Teliti sebelum membeli. Istilah itu mungkin sepele, tetapi besar artinya bagi para franchisee yang ingin membeli usaha waralaba. Para franchisee yang ingin sukses dengan merek atau usaha waralaba yang sudah cocok di hati, jangan sampai membutakan mata untuk mencermati hal-hal yang mungkin terjadi di masa depan.
Karena itu, langkah yang sangat strategis ketika mau memulai usaha adalah memperhatikan secara cermat franchise agreement (perjanjian waralaba) dengan franchisor. Masalahnya, jika suatu kepentingan tidak diatur di dalam perjanjian, maka bisa menyulitkan keduanya, bahkan merusak hubungan kemitraan antara franchisor dan franchisee.

__________________________________________________

# Soal Latihan
1. Jawablah pertanyaan berikut berdasarkan kutipan tentang pembelian usaha waralaba.
(a) Istilah apa yang disebut di awal kutipan?
(b) Apa padanan bahasa Indonesia untuk "franchise agreement" menurut kutipan?
(c) Apa akibatnya jika suatu kepentingan tidak diatur di dalam perjanjian?
2. Ubahlah baris-baris catatan mulai dari baris yang memuat "</instance>" hingga dan termasuk baris yang memuat "386L1178 365L1089 320L1031" dengan mengganti "rough mask" menjadi "initial mask". Tuliskan kembali hanya baris-baris tersebut dan biarkan bagian lainnya tidak berubah.
Kutipan di atas dan catatan berikut merupakan bahan yang terpisah satu sama lain.

# Catatan yang Disediakan
__________________________________________________

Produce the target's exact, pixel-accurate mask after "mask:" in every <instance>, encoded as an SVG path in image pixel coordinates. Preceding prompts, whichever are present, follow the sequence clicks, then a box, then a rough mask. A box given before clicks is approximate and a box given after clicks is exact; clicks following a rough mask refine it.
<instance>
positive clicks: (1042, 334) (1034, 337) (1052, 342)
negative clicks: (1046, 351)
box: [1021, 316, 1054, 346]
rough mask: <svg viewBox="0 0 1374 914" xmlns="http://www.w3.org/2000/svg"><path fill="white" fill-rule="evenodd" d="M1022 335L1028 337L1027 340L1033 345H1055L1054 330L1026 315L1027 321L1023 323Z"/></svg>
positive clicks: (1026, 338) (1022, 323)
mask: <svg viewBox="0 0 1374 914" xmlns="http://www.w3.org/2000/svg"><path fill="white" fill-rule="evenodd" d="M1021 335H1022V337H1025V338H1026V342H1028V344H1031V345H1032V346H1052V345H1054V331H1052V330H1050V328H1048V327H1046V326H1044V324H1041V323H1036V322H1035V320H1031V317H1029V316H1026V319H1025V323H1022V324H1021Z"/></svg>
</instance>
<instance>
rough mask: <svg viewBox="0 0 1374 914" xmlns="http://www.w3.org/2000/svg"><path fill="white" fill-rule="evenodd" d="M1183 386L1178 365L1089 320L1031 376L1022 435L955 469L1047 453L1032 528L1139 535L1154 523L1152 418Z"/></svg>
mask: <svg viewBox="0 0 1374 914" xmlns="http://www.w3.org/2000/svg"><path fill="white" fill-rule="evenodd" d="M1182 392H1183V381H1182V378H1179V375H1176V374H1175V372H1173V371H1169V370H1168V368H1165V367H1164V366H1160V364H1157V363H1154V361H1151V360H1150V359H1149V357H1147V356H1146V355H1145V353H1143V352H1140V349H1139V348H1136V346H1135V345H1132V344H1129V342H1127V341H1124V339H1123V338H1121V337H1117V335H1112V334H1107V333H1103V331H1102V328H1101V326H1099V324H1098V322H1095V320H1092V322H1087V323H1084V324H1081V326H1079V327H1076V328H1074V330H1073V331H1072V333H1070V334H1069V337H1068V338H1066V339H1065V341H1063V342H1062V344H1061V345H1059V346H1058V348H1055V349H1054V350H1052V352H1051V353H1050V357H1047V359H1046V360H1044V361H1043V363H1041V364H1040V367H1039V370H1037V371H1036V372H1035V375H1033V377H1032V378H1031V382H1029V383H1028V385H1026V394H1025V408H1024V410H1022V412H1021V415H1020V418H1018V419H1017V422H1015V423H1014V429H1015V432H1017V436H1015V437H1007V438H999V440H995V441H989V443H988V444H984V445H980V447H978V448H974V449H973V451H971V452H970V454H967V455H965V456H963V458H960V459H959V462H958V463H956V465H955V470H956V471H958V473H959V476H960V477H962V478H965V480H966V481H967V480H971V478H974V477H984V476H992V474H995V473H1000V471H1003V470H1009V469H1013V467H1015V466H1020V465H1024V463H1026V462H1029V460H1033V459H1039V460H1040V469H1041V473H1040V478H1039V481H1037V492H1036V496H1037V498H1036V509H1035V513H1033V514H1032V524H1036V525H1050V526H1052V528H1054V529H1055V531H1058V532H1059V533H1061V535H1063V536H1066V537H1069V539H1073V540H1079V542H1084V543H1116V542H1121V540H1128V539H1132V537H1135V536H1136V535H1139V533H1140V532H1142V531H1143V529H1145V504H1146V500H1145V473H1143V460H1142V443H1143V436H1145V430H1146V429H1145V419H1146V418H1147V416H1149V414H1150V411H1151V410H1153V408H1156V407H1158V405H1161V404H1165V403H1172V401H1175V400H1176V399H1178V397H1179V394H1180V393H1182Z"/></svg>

__________________________________________________

# Jawaban Soal
1.
(a) Teliti sebelum membeli.
(b) Perjanjian waralaba.
(c) Hal itu bisa menyulitkan keduanya, bahkan merusak hubungan kemitraan antara franchisor dan franchisee.

2.
</instance>
<instance>
initial mask: <svg viewBox="0 0 1374 914" xmlns="http://www.w3.org/2000/svg"><path fill="white" fill-rule="evenodd" d="M1183 386L1178 365L1089 320L1031 376L1022 435L955 469L1047 453L1032 528L1139 535L1154 523L1152 418Z"/></svg>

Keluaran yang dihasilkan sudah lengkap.